§ **GIVEN INSTRUCTION**
Gather every line in the listing below that contains the word "tree", treating uppercase and lowercase letters as distinct.

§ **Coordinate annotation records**
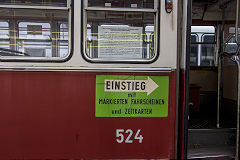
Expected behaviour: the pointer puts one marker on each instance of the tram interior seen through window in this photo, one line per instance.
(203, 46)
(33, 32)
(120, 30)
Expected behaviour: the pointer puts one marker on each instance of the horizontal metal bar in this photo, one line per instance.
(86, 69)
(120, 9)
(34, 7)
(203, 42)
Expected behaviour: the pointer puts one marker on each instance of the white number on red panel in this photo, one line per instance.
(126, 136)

==

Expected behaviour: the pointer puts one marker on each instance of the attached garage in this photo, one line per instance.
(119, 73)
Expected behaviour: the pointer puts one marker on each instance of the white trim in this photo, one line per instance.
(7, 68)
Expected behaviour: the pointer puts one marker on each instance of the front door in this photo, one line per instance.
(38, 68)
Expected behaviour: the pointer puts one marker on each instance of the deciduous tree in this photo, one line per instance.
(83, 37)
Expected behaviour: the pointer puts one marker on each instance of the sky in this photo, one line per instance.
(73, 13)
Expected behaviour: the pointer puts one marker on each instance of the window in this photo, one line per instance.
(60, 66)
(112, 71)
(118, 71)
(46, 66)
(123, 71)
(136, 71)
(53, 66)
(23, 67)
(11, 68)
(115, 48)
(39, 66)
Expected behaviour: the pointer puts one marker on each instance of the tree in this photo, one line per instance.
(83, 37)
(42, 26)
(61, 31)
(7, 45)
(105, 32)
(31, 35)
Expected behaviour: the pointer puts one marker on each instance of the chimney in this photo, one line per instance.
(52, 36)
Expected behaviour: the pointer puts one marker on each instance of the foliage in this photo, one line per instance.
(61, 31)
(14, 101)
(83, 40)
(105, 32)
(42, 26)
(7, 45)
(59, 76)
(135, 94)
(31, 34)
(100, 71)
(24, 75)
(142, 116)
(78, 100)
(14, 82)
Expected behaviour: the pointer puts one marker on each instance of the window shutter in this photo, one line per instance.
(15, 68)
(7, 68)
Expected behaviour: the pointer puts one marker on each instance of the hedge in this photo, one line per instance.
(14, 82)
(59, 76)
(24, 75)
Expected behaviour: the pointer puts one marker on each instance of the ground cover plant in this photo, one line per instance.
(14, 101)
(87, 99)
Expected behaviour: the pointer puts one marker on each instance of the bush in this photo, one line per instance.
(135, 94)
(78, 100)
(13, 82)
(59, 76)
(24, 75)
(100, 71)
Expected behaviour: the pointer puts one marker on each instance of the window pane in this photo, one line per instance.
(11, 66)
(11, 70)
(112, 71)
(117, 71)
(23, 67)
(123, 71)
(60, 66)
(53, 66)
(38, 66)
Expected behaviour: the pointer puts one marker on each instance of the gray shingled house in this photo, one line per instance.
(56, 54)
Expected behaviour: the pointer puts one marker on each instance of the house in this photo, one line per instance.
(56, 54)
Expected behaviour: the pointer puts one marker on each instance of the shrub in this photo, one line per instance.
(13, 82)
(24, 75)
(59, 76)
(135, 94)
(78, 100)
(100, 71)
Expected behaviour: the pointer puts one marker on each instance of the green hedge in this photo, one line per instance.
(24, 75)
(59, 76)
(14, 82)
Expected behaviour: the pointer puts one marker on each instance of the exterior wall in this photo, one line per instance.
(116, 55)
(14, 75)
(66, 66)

§ **RESULT BELOW**
Expected behaviour: the pointer puts one marker on each instance of the deciduous tree in this photo, one line per instance.
Expected behaviour: the pointer puts one marker on each instance of the tree in this photo, one line per instance.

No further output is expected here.